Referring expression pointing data
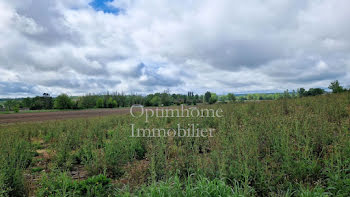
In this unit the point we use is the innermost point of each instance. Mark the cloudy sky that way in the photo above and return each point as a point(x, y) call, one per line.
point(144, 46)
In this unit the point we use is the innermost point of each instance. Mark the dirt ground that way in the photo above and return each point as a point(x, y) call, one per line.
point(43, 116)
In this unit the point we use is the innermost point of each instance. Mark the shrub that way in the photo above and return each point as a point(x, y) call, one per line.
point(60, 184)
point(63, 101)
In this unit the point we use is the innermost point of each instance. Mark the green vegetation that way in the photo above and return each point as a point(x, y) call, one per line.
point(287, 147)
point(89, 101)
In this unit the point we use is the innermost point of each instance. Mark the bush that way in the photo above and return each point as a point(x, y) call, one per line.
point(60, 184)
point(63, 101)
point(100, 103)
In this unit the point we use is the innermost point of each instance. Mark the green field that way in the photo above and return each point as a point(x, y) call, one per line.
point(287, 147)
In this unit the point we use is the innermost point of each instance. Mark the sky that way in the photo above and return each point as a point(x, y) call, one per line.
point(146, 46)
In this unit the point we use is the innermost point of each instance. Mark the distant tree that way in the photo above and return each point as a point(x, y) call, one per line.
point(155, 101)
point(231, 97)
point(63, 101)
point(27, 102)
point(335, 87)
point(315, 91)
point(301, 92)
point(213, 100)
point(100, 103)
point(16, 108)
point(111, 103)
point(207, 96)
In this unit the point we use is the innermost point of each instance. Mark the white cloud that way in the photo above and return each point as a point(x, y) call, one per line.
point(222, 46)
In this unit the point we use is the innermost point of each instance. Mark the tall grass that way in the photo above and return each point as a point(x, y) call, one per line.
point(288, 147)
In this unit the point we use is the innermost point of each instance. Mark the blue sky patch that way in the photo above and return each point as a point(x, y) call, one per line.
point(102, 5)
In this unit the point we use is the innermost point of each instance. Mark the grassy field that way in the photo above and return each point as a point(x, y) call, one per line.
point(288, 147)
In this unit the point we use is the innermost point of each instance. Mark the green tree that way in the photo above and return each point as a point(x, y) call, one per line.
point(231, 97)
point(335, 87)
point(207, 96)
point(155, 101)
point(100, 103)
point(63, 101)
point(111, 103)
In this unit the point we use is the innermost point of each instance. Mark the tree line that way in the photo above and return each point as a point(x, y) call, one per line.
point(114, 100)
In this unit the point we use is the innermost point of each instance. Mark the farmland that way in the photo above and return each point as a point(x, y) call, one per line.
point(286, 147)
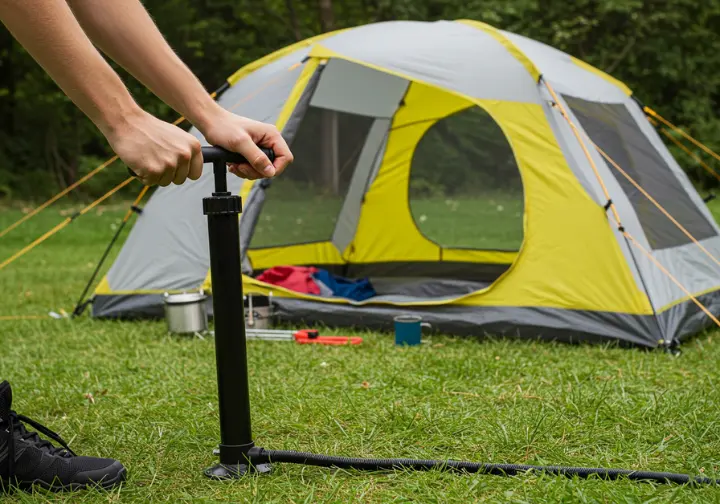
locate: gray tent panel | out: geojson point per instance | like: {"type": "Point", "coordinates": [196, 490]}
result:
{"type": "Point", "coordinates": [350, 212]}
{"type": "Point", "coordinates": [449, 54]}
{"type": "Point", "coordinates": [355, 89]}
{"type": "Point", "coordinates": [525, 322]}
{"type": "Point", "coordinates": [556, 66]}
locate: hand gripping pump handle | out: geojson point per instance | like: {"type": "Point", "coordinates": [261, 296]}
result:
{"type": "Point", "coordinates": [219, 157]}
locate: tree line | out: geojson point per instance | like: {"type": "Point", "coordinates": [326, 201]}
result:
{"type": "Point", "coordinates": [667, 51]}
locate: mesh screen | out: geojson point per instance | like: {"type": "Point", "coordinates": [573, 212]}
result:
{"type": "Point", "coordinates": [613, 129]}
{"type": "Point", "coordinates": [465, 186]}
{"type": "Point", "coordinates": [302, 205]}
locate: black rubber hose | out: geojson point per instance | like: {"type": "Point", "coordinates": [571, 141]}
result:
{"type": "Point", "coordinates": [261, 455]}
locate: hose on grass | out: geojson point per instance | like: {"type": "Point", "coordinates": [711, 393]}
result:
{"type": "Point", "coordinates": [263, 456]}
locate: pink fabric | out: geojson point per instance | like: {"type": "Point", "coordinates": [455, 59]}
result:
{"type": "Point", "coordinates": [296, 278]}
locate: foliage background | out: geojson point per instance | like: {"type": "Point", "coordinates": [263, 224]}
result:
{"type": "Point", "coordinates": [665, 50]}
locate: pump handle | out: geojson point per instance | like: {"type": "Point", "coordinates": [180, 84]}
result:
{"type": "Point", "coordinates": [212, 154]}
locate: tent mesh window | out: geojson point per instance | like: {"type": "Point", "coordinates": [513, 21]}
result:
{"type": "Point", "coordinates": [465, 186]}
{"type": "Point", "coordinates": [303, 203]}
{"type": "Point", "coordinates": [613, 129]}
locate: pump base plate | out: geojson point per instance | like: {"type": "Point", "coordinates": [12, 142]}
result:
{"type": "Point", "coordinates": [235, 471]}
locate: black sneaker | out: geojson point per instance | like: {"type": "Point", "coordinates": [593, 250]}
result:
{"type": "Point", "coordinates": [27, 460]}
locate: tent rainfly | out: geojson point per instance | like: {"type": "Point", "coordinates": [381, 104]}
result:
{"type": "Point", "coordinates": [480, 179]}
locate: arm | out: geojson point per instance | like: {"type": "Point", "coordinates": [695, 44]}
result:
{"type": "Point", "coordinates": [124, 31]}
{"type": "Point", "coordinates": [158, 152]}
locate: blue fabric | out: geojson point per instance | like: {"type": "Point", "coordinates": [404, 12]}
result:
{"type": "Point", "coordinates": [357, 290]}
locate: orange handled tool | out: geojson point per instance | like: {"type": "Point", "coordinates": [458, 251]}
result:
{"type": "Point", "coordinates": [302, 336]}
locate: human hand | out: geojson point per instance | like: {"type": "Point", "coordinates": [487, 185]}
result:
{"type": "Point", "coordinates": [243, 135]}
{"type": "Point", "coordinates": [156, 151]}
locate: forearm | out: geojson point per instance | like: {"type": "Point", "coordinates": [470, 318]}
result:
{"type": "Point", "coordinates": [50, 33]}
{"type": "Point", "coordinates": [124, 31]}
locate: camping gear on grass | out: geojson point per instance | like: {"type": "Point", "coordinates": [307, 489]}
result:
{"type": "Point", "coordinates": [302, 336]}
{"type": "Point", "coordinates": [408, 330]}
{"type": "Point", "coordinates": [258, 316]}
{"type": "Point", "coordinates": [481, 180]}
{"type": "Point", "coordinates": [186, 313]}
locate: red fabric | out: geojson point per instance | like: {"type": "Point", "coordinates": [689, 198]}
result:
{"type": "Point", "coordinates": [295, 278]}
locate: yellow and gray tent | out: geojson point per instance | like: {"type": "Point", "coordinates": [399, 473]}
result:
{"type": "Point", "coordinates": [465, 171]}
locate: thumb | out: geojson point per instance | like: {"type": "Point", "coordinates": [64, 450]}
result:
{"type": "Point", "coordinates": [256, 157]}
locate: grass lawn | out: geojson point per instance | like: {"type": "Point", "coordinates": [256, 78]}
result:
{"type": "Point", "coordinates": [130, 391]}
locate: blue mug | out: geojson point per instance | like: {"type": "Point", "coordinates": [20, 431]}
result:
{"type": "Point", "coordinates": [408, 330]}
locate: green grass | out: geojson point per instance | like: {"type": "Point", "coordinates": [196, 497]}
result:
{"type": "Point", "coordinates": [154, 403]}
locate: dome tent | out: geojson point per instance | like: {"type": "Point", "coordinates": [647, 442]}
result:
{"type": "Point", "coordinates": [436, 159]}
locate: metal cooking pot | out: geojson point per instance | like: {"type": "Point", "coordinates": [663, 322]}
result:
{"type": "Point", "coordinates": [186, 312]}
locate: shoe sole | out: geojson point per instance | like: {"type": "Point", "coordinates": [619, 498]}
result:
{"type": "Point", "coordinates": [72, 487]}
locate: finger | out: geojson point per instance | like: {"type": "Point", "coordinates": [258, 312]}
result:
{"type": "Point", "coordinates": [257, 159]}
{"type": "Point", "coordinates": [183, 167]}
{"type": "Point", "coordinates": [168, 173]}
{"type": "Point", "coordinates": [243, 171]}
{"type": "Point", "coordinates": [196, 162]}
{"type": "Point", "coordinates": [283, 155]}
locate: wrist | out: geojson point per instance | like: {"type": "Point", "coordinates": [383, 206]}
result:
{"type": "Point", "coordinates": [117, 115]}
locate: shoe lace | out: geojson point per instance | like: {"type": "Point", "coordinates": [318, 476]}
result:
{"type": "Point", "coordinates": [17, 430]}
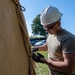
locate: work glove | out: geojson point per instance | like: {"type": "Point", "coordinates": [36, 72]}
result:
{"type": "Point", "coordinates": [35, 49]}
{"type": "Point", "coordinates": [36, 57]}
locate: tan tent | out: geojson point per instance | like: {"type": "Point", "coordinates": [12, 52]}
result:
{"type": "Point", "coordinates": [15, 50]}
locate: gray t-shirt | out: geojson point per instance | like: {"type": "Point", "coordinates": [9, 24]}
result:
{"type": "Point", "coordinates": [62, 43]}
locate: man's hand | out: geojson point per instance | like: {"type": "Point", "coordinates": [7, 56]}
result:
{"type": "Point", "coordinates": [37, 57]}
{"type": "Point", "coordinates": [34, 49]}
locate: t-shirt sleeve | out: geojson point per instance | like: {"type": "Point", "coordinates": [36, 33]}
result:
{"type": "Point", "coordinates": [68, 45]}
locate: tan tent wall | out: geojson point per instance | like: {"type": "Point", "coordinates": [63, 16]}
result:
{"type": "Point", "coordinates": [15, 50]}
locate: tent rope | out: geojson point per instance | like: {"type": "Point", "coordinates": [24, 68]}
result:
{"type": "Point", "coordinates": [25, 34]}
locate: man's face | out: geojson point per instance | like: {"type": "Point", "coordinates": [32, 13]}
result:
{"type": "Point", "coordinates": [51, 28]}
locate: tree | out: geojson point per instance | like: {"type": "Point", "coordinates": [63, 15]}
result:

» Required action:
What you give back must be the stretch above, starting at the line with "locate: red fabric" and ending at the line with "locate: thumb |", copied exactly.

» Solved problem:
locate: red fabric | out: geojson point per instance | like: {"type": "Point", "coordinates": [689, 198]}
result:
{"type": "Point", "coordinates": [295, 278]}
locate: yellow and gray tent | out: geojson point per instance | like: {"type": "Point", "coordinates": [399, 473]}
result:
{"type": "Point", "coordinates": [465, 171]}
locate: thumb | out: geojson point per instance | like: {"type": "Point", "coordinates": [64, 450]}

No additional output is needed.